::: Texto fornecido :::
Olga Kikou, uma das representantes da iniciativa cidadã que alcançou 1,4 milhões de assinaturas desde 2020 (e devia ter tido uma resposta no terceiro trimestre de 2023), fala em "desdém pela participação cívica".

A iniciativa End the Cage Age, da organização não-governamental Compassion in World Farming, queria acabar com o uso de gaiolas na pecuária, realidade que, de acordo com os números fornecidos pela organização, afecta cerca de 300 milhões de animais na UE todos os anos. Além de terem conseguido mais de um milhão de assinaturas de cidadãos de 18 Estados-membros diferentes (dois dos critérios para chegar a ser avaliada pela Comissão), esta iniciativa teve ainda o apoio de dezenas de deputados do Parlamento Europeu, bem como de mais de 170 organizações de toda a Europa, do Comité Europeu das Regiões, cientistas, organizações veterinárias, empresas e organizações de activistas a favor da protecção do ambiente, da saúde e da pecuária.​

Por terem alcançado o número de assinaturas requerido, a Comissão Europeia foi obrigada a avaliar a proposta e tomar uma decisão. E, em 2021, fez um compromisso histórico de acabar com o uso de jaulas na pecuária na UE. Comprometeu-se a apresentar uma nova proposta de lei até ao terceiro trimestre de 2023, revendo assim a legislatura existente sobre o bem-estar animal, e cumprindo dessa forma a vontade de 1,4 milhões de cidadãos.
:::
(Instruções)
a - Resuma em duas frases o texto sobre a iniciativa End the Cage Age.
b - Extraia do texto sobre a iniciativa End the Cage Age o trecho que vai de "Por terem alcançado" até "milhões de cidadãos.".
c - Dê continuidade ao texto sobre a iniciativa End the Cage Age a partir do ponto em que termina.
Os dados constituem material à parte, sem ligação ao texto.
::: Secção de dados :::
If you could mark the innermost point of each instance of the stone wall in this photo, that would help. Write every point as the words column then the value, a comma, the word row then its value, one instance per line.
:::
(Respostas)
a - A iniciativa cidadã End the Cage Age, da organização Compassion in World Farming, reuniu 1,4 milhões de assinaturas desde 2020 para acabar com o uso de gaiolas na pecuária da UE. Obteve ainda o apoio de deputados europeus, organizações, cientistas e empresas, e em 2021 a Comissão Europeia comprometeu-se a apresentar uma nova proposta de lei até ao terceiro trimestre de 2023.

b -
Por terem alcançado o número de assinaturas requerido, a Comissão Europeia foi obrigada a avaliar a proposta e tomar uma decisão. E, em 2021, fez um compromisso histórico de acabar com o uso de jaulas na pecuária na UE. Comprometeu-se a apresentar uma nova proposta de lei até ao terceiro trimestre de 2023, revendo assim a legislatura existente sobre o bem-estar animal, e cumprindo dessa forma a vontade de 1,4 milhões de cidadãos.

c -
Contudo, esta segunda-feira, o Financial Times noticiava que Bruxelas poderia deixar cair a promessa de leis mais restritas na pecuária — o que veio, em parte, a confirmar-se esta quarta-feira, quando a presidente da Comissão Europeia, Ursula von der Leyen, não mencionou qualquer plano nesse sentido durante o discurso sobre o Estado da União. Sobre agricultura e pecuária, a presidente apenas anunciou ter o objectivo de promover “mais diálogo”, que quer que seja mais “estratégico sobre o futuro da agricultura na União Europeia”.

“Estou convencida de que a agricultura e a protecção do mundo natural podem estar de mãos dadas. Precisamos de ambos”, disse.

Para Olga Kikou, líder da Compassion in World Farming e representante substituta da iniciativa End the Cage Age, a omissão é “escandalosa”. “A Comissão Europeia voltou atrás na sua palavra de dar aos animais uma vida digna, submetendo-se às exigências do lobby da agricultura”, afirmou, citada em comunicado. Kikou chega mesmo a afirmar que se coloca em causa o poder das iniciativas cidadãs: “Falhar com o compromisso é falhar com a democracia e uma demonstração de desdém pela participação cívica. Traíram a confiança dos cidadãos e tornaram a democracia da União Europeia vazia. Aproximam-se as eleições europeias e isto não vai passar despercebido”.

Agora, promete que a Compassion in World Farming vai explorar todas as opções disponíveis para assegurar que a UE responde e corresponde “àquilo que é a clara vontade da população”.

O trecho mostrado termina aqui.